▸ **Collected data**:
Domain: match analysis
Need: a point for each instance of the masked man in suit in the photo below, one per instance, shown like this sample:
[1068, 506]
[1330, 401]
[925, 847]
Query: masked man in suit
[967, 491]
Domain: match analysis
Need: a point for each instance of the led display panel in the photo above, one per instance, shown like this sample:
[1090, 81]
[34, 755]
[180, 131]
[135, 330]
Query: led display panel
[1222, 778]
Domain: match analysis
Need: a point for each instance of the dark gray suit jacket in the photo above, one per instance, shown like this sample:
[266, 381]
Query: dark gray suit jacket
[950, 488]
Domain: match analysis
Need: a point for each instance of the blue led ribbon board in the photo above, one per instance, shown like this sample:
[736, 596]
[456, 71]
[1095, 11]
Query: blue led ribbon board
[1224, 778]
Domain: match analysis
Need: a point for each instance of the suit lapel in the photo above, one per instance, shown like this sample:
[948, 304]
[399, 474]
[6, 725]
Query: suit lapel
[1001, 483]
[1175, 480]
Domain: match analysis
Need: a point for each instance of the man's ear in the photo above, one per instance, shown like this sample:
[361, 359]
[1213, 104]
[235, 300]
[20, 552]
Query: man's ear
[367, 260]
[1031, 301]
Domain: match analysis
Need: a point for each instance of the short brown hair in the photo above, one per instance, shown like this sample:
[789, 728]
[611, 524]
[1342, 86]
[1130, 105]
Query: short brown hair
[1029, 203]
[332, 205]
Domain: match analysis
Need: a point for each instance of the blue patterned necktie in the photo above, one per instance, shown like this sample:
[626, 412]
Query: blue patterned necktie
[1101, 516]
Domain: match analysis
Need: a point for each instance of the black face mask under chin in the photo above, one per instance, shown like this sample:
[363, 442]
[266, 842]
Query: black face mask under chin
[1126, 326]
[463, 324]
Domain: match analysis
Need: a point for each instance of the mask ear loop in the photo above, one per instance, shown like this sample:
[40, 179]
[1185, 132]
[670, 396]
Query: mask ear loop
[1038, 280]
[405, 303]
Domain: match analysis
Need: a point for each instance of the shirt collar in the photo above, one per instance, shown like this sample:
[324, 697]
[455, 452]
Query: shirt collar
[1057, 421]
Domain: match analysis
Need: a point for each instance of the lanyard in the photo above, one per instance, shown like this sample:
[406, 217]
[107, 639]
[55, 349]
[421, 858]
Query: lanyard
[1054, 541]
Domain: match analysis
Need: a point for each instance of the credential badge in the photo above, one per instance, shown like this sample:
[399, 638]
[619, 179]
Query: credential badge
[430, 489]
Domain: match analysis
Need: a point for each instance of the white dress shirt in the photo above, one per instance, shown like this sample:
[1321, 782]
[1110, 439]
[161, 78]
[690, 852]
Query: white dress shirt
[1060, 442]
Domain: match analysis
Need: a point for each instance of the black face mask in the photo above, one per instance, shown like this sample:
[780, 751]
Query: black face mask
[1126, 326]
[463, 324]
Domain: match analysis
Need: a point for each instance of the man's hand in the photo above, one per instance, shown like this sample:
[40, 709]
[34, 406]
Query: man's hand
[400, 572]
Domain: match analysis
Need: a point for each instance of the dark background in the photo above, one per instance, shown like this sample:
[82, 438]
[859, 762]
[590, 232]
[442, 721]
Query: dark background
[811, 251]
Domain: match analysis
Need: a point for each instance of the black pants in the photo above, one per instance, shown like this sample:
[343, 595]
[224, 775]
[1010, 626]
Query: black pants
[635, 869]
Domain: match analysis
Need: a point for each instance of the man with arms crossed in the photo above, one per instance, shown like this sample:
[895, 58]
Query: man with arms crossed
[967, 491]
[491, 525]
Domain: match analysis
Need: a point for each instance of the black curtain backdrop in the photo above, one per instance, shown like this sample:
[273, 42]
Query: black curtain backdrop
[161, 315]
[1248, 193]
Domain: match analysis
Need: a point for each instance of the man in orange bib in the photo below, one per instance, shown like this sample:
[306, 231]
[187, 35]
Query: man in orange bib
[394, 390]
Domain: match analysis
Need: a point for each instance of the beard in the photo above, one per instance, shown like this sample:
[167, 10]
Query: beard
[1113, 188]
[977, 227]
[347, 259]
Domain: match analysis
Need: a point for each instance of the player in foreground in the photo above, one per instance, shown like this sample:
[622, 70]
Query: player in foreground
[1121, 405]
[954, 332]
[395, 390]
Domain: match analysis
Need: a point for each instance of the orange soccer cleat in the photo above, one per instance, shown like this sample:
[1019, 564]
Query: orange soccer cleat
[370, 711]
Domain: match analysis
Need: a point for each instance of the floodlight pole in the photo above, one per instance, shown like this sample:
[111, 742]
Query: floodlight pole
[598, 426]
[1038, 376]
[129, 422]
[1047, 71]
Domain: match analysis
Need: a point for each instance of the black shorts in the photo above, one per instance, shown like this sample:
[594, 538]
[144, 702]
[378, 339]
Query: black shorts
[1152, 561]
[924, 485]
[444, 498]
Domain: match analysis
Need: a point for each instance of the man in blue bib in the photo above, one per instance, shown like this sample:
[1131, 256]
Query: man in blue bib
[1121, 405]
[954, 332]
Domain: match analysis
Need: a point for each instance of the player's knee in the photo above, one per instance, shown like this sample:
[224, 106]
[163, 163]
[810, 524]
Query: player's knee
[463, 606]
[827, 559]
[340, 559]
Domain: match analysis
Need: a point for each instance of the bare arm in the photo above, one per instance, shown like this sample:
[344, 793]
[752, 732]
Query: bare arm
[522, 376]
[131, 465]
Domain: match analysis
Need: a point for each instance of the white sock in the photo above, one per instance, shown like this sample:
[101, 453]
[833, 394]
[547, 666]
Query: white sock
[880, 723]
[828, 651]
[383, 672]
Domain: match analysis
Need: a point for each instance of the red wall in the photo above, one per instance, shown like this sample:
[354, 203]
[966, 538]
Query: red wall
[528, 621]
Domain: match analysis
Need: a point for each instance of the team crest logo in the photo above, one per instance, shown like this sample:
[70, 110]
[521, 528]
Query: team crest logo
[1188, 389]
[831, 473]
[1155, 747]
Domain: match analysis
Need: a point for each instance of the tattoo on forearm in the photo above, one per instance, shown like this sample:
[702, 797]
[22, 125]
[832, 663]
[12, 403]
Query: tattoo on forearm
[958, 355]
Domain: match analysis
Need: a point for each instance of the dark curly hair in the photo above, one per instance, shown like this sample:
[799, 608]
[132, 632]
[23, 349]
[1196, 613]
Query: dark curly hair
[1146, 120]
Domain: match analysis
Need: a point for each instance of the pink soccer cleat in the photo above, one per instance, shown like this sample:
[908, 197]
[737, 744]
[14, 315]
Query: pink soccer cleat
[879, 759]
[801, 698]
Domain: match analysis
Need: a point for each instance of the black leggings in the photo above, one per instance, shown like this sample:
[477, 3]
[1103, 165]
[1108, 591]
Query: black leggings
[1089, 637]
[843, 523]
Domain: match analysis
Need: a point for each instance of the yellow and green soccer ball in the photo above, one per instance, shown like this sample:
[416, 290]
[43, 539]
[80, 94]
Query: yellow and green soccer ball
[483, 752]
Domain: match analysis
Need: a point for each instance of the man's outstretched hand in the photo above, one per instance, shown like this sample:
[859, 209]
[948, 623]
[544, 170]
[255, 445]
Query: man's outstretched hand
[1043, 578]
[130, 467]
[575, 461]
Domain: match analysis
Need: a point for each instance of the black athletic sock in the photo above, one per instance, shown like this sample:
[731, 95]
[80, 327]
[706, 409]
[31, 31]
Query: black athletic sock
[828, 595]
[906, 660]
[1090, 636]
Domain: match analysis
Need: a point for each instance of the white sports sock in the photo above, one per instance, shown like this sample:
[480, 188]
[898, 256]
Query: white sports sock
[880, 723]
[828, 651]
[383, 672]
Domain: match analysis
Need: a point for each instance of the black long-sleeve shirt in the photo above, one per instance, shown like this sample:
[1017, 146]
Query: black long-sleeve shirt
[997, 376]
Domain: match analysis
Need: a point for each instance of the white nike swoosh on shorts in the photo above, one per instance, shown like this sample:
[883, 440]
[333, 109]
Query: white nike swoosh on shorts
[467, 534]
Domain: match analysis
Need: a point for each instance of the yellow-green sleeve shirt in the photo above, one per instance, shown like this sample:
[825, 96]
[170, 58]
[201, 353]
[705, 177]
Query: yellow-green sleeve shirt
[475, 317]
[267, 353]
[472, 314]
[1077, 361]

▸ **EXERCISE OBJECTIVE**:
Update the items above, starting at the beginning and ending at the line containing "[1222, 778]", by replacing "match analysis" with "game analysis" and leaving everything else unchanged.

▸ **RESULT OF THE EXERCISE**:
Domain: game analysis
Need: a point for each instance of the masked man in suit in the photo below, one per instance, shown like this sample:
[1068, 506]
[1330, 401]
[925, 847]
Query: masked man in suit
[967, 491]
Domain: game analysis
Need: a point for each instance of the led display panel in the photo above, one per instance, shown like this sample:
[1090, 81]
[34, 755]
[180, 131]
[135, 330]
Query: led display panel
[1222, 778]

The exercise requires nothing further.